Short task: Render every line of the records below as a Markdown table with the columns Row and Text, numbering the rows and leaving out blank lines.

-----

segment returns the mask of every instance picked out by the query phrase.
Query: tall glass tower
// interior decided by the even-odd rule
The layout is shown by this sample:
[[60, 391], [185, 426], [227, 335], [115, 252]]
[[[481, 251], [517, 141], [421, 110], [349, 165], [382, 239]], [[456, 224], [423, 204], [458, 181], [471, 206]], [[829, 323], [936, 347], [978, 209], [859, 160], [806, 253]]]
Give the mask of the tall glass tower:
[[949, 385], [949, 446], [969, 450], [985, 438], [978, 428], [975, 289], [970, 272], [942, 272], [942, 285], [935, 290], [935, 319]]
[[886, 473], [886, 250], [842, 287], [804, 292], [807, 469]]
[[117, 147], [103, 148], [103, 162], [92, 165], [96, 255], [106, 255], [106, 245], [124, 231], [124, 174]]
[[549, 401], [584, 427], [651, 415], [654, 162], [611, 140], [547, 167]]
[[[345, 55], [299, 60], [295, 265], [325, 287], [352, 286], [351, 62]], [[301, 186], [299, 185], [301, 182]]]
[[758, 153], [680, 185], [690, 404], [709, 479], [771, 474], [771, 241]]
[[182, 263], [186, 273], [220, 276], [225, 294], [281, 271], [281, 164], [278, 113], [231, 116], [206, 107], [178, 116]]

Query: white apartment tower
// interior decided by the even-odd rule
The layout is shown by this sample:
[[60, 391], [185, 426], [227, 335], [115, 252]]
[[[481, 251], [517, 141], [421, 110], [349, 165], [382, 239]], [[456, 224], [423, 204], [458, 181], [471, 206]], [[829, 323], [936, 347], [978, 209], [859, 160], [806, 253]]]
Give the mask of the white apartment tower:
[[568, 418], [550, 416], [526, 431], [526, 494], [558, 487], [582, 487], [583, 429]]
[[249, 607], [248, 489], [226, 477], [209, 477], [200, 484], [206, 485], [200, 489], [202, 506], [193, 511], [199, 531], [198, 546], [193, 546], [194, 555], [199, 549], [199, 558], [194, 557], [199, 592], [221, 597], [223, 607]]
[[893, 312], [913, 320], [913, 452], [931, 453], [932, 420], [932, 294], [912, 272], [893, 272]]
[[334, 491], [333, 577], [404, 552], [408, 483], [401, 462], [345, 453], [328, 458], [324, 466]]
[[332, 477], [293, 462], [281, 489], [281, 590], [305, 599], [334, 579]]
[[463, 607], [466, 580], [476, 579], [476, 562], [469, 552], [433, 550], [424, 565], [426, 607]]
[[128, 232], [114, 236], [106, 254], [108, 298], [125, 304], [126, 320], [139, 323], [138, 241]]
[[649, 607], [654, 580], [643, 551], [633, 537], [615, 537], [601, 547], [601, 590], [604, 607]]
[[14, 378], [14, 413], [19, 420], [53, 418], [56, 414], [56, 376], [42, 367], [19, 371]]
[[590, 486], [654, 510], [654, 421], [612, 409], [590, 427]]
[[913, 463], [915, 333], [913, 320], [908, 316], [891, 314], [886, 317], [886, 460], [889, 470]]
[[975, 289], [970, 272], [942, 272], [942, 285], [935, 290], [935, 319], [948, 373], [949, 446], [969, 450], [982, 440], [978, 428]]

-----

Solution:
| Row | Text |
|---|---|
| 1 | segment returns the mask of every instance picked out by the query phrase. |
| 2 | Query: tall glass tower |
| 3 | // interior decided by the even-odd rule |
| 4 | The layout is shown by this sample: |
| 5 | [[60, 391], [185, 426], [227, 335], [115, 252]] |
| 6 | [[[481, 251], [517, 141], [421, 110], [349, 165], [382, 239]], [[456, 224], [423, 204], [458, 181], [471, 206]], [[829, 323], [936, 347], [978, 209], [859, 160], [806, 253]]] |
| 7 | Give the mask of the tall glass tower: |
| 8 | [[949, 385], [949, 446], [969, 450], [985, 438], [978, 428], [975, 289], [970, 272], [942, 272], [942, 285], [935, 290], [935, 319]] |
| 9 | [[886, 473], [886, 250], [842, 287], [804, 292], [807, 469]] |
| 10 | [[117, 147], [103, 148], [103, 162], [92, 165], [96, 255], [106, 255], [106, 245], [124, 231], [124, 174]] |
| 11 | [[549, 401], [584, 427], [651, 415], [654, 162], [611, 140], [547, 167]] |
| 12 | [[[345, 55], [299, 60], [295, 265], [325, 287], [352, 286], [351, 62]], [[301, 186], [299, 185], [301, 182]]] |
| 13 | [[758, 153], [680, 185], [690, 404], [709, 479], [771, 474], [771, 241]] |
| 14 | [[182, 263], [186, 273], [220, 276], [225, 294], [281, 271], [281, 164], [278, 113], [231, 116], [206, 107], [178, 116]] |
| 15 | Query: white apartment tower |
| 16 | // interior decided by the even-odd rule |
| 17 | The layout is shown by this sample: |
| 18 | [[60, 391], [185, 426], [227, 335], [115, 252]] |
| 19 | [[[481, 251], [517, 141], [421, 110], [349, 165], [382, 239]], [[456, 224], [423, 204], [458, 181], [471, 206]], [[829, 323], [936, 347], [978, 209], [859, 160], [806, 253]]] |
| 20 | Give the mask of the white apartment tower: |
| 21 | [[568, 418], [550, 416], [526, 431], [526, 494], [558, 487], [582, 487], [583, 429]] |
| 22 | [[249, 607], [248, 489], [226, 477], [209, 477], [200, 484], [206, 485], [200, 489], [202, 506], [193, 511], [199, 531], [198, 546], [193, 546], [194, 555], [199, 549], [199, 558], [194, 557], [199, 592], [221, 597], [223, 607]] |
| 23 | [[893, 312], [913, 320], [913, 452], [931, 453], [932, 420], [932, 294], [912, 272], [893, 272]] |
| 24 | [[334, 491], [333, 577], [404, 552], [408, 483], [401, 462], [345, 453], [328, 458], [324, 466]] |
| 25 | [[332, 477], [293, 462], [281, 489], [281, 590], [305, 599], [334, 579]] |
| 26 | [[463, 607], [466, 580], [476, 579], [476, 562], [469, 552], [433, 550], [424, 565], [426, 607]] |
| 27 | [[128, 232], [114, 236], [106, 254], [108, 298], [125, 304], [126, 320], [139, 323], [138, 241]] |
| 28 | [[649, 607], [654, 580], [643, 551], [633, 537], [615, 537], [601, 547], [601, 590], [604, 607]] |
| 29 | [[14, 378], [14, 413], [19, 420], [53, 418], [56, 414], [56, 376], [42, 367], [19, 371]] |
| 30 | [[590, 486], [654, 510], [654, 421], [612, 409], [590, 427]] |
| 31 | [[913, 463], [915, 333], [913, 320], [908, 316], [891, 314], [886, 317], [886, 460], [889, 470]] |
| 32 | [[975, 289], [970, 272], [942, 272], [942, 285], [935, 290], [935, 319], [948, 373], [949, 446], [969, 450], [982, 440], [978, 428]] |